* **Your task**
Reproduce verbatim every line from the one that includes "wooden fence in" to the closing line of the entries; omit everything before it.

━━ Task material ━━

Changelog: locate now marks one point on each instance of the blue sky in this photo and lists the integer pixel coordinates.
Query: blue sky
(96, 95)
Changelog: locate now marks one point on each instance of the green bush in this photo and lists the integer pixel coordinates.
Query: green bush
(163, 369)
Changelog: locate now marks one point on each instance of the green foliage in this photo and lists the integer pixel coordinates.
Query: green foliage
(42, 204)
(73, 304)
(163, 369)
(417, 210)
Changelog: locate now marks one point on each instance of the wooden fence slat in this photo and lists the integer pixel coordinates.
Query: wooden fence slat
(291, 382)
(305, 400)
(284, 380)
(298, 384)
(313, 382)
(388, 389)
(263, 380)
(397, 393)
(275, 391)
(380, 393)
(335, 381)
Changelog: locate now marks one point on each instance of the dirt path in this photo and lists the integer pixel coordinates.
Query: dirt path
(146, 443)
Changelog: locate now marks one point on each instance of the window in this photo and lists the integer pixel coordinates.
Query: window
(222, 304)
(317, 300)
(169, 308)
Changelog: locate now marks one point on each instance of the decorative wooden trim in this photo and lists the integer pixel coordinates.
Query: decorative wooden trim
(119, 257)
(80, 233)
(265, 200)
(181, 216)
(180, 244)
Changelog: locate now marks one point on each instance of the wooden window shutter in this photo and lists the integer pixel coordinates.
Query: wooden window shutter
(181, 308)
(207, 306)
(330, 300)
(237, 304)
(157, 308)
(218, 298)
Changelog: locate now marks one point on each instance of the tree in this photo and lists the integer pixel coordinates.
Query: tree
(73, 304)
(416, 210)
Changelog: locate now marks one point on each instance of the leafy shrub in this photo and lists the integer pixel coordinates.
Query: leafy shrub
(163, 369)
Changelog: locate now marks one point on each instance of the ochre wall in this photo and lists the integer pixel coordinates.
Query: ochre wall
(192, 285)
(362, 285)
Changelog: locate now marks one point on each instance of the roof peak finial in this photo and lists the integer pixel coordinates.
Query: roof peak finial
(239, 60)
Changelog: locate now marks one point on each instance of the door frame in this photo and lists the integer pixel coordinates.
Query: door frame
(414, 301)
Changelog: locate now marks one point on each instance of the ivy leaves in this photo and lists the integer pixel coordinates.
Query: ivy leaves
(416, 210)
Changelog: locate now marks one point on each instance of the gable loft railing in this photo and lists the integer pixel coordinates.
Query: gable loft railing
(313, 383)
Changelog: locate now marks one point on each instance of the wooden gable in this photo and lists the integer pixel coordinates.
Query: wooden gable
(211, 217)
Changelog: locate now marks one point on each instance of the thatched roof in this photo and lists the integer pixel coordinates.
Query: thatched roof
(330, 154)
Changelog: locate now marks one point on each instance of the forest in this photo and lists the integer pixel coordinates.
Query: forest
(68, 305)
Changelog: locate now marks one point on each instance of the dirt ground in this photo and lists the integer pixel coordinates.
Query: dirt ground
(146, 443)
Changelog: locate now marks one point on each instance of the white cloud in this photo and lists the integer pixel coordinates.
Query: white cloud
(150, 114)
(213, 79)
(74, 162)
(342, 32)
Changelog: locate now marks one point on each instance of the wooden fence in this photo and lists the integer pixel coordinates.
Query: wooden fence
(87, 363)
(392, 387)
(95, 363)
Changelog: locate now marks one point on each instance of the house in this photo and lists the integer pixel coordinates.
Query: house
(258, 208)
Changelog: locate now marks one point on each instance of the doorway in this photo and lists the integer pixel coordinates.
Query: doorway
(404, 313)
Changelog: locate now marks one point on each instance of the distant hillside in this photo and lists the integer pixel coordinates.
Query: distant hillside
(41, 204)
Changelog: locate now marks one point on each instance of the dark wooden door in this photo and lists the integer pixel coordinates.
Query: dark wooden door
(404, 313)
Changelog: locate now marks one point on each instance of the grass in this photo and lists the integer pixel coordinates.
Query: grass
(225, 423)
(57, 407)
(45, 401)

━━━

* **Answer below**
Changelog: locate now marks one point on each instance of the wooden fence in this photo and lists the integer pixel coordinates.
Query: wooden fence
(87, 363)
(392, 387)
(95, 363)
Changelog: locate now marks one point on each instance of the house in this photo and lists the integer pixel coordinates.
Query: house
(258, 208)
Changelog: locate now marks one point on each instance of the doorway in this photo and lists the integer pixel coordinates.
Query: doorway
(404, 313)
Changelog: locate now marks one point on each instance of the distant hillside in this photo and lists the integer pixel coordinates.
Query: distant hillside
(41, 204)
Changelog: locate now marks one point on each instance of the dark wooden door in this photo and lists the integer pixel coordinates.
Query: dark wooden door
(404, 313)
Changelog: locate now marks one point on each instance of the grass in this photo and lists the integer pixel coordinates.
Query: grass
(225, 423)
(57, 407)
(45, 401)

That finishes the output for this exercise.